= EXERCISE TASK =
Copy out the rows exactly as they appear, from the line with "Segment every instance of the female gymnast." through the end of the rows, with both ends included.

= DATASET CONTENT =
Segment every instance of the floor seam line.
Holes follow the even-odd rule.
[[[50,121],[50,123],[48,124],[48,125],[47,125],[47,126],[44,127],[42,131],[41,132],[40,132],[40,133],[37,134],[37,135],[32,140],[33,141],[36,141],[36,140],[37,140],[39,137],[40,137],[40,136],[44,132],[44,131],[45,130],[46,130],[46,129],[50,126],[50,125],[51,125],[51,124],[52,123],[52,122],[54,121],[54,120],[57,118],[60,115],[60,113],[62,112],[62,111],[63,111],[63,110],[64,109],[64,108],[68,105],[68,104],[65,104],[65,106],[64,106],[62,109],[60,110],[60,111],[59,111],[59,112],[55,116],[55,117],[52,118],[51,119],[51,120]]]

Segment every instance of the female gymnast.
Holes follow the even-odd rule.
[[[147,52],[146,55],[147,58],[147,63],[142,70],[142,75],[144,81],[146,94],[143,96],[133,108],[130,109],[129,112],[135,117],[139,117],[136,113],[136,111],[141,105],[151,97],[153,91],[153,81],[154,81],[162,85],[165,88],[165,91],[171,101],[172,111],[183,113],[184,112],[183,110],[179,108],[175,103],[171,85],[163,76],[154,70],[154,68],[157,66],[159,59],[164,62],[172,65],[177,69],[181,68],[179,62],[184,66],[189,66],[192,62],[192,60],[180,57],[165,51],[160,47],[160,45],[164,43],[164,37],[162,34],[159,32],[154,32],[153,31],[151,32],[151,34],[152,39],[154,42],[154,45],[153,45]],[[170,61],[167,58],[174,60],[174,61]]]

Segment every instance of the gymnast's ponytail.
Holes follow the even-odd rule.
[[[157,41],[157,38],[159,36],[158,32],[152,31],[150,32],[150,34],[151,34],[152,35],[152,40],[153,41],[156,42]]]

= TASK SOLUTION =
Segment every instance of the female gymnast.
Holes follow the even-odd rule.
[[[147,52],[146,55],[147,58],[147,63],[142,70],[142,75],[144,81],[146,94],[143,96],[133,108],[130,109],[129,112],[135,117],[139,117],[136,113],[136,111],[141,105],[151,97],[153,91],[153,81],[154,81],[162,85],[165,88],[165,91],[171,101],[172,111],[183,113],[184,112],[183,110],[179,108],[175,103],[171,85],[163,76],[154,70],[154,68],[157,66],[159,59],[164,62],[172,65],[177,69],[181,68],[179,62],[184,66],[189,66],[192,62],[192,60],[180,57],[165,51],[160,47],[160,45],[164,43],[164,37],[162,34],[159,32],[154,32],[153,31],[151,32],[151,34],[152,39],[154,42],[154,45],[153,45]],[[170,61],[167,58],[174,60],[174,61]]]

Segment every instance of the gymnast's ponytail.
Holes follow the even-odd rule.
[[[157,41],[157,38],[159,36],[158,32],[152,31],[150,32],[150,34],[151,34],[152,35],[152,40],[153,41],[156,42]]]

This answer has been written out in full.